:: Passage for review
Waqas Ahmed

Waqas's page

Fundraising for The Brain Tumour Charity
£5,366
raised of £6,000 target
by 108 supporters
Donations cannot currently be made to this page
Event: London Marathon 2021, on 3 October 2021
Participants: Mrs Sehrish Ahmed
We are moving further, faster to help everyone affected by a brain tumour

Story

My dear family and friends, Assalam O Alaikum and Hello.

I have a brain tumour.

Many of you know this already, but this may be new information for
others.

I am running the Virgin London Marathon on 26 April 2020, and my
beautiful wife, Sehrish, and I are both request kind donations for The Brain Tumour Charity no. 1150054.

During late 2014, I thought it was anxiety/panic attacks. A MRI scan showed a large brain tumour (perhaps the size of a lemon). It caused epilepsy, and they were focal (aka partial) ‘aware’ seizures. I can sense them coming, sometimes hours before.

That said, I love epilepsy. It gave me an early diagnosis. My tumour can
never be fully removed as it is in a functional part of my brain (my speech centre).

 I initially very much hated talking about it and mostly kept it to myself, and forced my family to do the same. I went to work the next day.

The next two years after that were beautiful for me (terrible for
everyone around me, I think); but I really learnt what is important in life. Family, prayers, health, friends, fun, humour and real life.

My wonderful son, Idris, was born a year later. A very good diversion for
everyone from a toxic period of stress; especially for my lovely mother, brave father, loyal siblings, strong wife, and my very supportive family. Let’s also not forget the support of Sehrish’s family, and my dear friends Gulfam and Jasdeep who were with me all the way. I had to sell my fancy car because of epilepsy. My wife passed her driving test first time, and we now have a boring estate family car.

Don’t worry……...I am fine. No need for hugs and coffee chats. A lot
has changed since then.
::::
:: Data provided
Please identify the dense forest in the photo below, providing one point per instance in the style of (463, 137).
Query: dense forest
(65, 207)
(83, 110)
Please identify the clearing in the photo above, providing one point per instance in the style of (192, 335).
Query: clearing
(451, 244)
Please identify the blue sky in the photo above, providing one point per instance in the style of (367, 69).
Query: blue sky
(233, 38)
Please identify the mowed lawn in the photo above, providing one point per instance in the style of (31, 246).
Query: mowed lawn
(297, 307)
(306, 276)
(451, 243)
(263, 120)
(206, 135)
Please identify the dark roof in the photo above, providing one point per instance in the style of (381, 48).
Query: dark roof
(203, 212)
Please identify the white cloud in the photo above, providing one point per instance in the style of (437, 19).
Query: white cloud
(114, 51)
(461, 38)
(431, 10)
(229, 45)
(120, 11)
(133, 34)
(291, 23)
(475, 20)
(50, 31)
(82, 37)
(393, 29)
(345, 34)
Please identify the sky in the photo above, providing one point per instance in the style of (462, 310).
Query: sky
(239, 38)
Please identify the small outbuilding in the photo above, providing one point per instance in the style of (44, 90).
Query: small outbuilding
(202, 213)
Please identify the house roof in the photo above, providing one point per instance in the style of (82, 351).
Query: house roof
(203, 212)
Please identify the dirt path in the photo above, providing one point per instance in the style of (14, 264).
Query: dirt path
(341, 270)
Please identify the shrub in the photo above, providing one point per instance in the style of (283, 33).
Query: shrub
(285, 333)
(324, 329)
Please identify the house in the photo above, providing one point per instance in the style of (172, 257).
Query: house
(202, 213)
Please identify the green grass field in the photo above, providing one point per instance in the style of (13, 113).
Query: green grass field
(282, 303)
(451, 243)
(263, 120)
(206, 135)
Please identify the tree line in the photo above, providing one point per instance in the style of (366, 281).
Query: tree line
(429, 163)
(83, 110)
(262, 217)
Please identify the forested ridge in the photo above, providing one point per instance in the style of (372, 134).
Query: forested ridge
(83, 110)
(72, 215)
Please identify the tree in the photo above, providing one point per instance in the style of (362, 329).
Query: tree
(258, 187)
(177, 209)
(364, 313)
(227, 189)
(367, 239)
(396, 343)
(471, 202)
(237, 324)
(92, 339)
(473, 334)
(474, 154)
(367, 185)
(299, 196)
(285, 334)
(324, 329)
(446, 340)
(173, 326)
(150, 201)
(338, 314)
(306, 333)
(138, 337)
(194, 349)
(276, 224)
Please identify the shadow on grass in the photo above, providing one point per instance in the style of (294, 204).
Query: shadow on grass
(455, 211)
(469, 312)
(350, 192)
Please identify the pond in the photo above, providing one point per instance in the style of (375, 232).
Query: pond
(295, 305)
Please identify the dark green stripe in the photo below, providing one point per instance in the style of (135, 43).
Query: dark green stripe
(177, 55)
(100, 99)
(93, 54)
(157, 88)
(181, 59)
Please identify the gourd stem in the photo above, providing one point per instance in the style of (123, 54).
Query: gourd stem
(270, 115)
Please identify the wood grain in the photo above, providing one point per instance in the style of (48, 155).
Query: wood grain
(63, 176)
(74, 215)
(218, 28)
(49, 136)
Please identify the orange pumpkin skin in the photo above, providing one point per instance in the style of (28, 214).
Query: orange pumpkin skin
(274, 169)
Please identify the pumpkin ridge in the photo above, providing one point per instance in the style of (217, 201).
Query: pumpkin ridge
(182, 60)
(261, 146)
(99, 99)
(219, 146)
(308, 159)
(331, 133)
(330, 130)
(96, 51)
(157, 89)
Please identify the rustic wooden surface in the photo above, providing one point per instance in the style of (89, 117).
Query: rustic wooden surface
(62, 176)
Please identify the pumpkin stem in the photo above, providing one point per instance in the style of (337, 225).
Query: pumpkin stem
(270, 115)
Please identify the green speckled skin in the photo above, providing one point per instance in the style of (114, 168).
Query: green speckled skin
::::
Action item A: How much money has the fundraising page raised so far, and what is its target?
Action item B: Carry on the story on the fundraising page from its final line, in the same personal voice.
The listing comes from a separate source and has no connection to the fundraising page.

Exercise answer A: £5,366 raised of a £6,000 target.

Exercise answer B:
On 27 October 2017, I had a 9 hour awake craniotomy (brain surgery) ,
talking to 2 x speech therapists for 2 x fluent languages, to reduce as much of the tumour as possible. The outcome was as best as possible - estimated 70-80% removed. My family were more stressed than me. I went home after 5 days with no pain killers whatsoever. A couple months recovery, but no adverse outcome. You can’t even see my scar. I went back to work and I still feel the best I’ve ever felt.

My little brother encouraged me to start running; I lost some weight
and I feel good, happy and confident. Nowadays I have strong medicine for my epilepsy, but my seizures are now very rare and very mild. I have regular MRI check-ups. I hate that machine.

To be quite honest, I feel a bit exposed and uncomfortable writing
this, but my wife and I need to do this.

Thank you for reading, and we would be very grateful for any donations
of any size.

 Love from Waqas and Sehrish Ahmed

……………

Please do not expect a good race time. In fact, please do not ask me
my time!

This important charity has chosen me and given me the honour by sponsoring my place. I did not get into the marathon via the ballot, and I need to exceed a large target. 

I will do my best.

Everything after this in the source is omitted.